Stahl’s greatest asset, his strong North Dallas support, can sometimes be a liability in the minds of South Dallas members of the council. The at-large position has been characterized as simply another vote for the north in a city that has become increasingly divided between a white, well-to-do, rapidly developing northern half and a lower-to-middle class, increasingly black and brown southern half.

“Stahl’s campaign contribution list weighed a pound, ” says one insider. “He even turned down money. “

No one questions Stahl’s honesty, but his abstentions on some zoning cases cause concern in some quarters. Those abstentions come because Stahl is a law partner in Geary, Stahl & Spencer, and Joe Geary is Robert Folsom’s lawyer.

When Stahl proposed the redevelopment of the southern half of Dallas to the last city council, he had to persuade Elsie Faye Heggins that it was not a scheme to run heavy industry into the south without concern for the residents. Heggins came around, but Stahl was visibly shocked by Folsom’s initial reaction to the proposal, which was roughly, “We don’t want this to be seen as meaning a halt to North Dallas development. ” Stahl today insists that Fol-som was always supportive of the project.

Dataset extract »
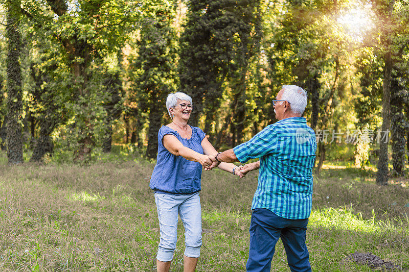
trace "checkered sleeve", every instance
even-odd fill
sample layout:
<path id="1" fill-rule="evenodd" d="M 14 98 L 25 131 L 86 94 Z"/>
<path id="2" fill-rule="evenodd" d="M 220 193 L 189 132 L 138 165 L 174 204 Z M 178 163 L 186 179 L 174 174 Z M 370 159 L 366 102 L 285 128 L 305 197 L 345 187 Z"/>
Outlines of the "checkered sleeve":
<path id="1" fill-rule="evenodd" d="M 249 141 L 233 149 L 237 159 L 242 163 L 250 159 L 260 158 L 273 152 L 277 145 L 277 137 L 272 126 L 266 127 Z"/>

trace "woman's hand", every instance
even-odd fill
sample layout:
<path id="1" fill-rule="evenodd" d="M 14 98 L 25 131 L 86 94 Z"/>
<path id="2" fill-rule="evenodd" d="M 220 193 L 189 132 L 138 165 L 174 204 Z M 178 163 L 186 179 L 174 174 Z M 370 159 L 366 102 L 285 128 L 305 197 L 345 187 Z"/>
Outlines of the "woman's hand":
<path id="1" fill-rule="evenodd" d="M 240 171 L 240 170 L 242 169 L 242 168 L 243 166 L 240 165 L 240 166 L 237 166 L 237 167 L 236 167 L 236 169 L 234 170 L 234 175 L 235 175 L 236 176 L 238 176 L 239 177 L 240 177 L 240 179 L 244 178 L 244 176 L 245 176 L 245 174 L 243 175 L 242 174 L 241 174 L 241 172 Z"/>
<path id="2" fill-rule="evenodd" d="M 200 159 L 199 161 L 199 162 L 203 166 L 203 168 L 204 168 L 204 170 L 206 171 L 208 170 L 211 170 L 210 166 L 213 162 L 209 157 L 209 156 L 204 155 L 202 155 L 200 156 Z"/>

Task A » From the Stahl excerpt, list every person named with both a first and a last name.
Task B »
Please answer these questions using the Stahl excerpt:
(i) What law firm is Stahl a partner in?
(ii) Whom did Stahl have to persuade that his redevelopment proposal was not a scheme to run heavy industry into the south?
(iii) According to one insider, how much did Stahl's campaign contribution list weigh?
Task C » Write a continuation of the Stahl excerpt that picks up after its final sentence.

Exercise response A »
Joe Geary
Robert Folsom
Elsie Faye Heggins

Exercise response B »
(i) Geary, Stahl & Spencer
(ii) Elsie Faye Heggins
(iii) A pound

Exercise response C »
Stahl must still show his allegiance to the North Dallas business community, which insists on business growth above neighborhoods. To one insider, the motivation for the southern Dallas redevelopment is political and furthers Stahl’s appeal to the city as a whole. Another skeptic suspects that specific business interests were behind the southern redevelopment, but Stahl steadfastly denies there is any vested interest behind the redevelopment, which calls for issuing revenue bonds and giving tax breaks to businesses that move to the southern half of the city.

Rolan Tucker of North Dallas voted against the government incentive to business, calling it artificial. Max Goldblatt, whose district might benefit from the project, called it undemocratic. Neither believes that business should be given any special government help.

One sign of Stahl’s allegiance to North Dallas came with the Love Field noise controversy. When the issue seemed to divide on whether business should be restricted at Love Field to assure more quiet in the neighborhood, Stahl voted against restriction.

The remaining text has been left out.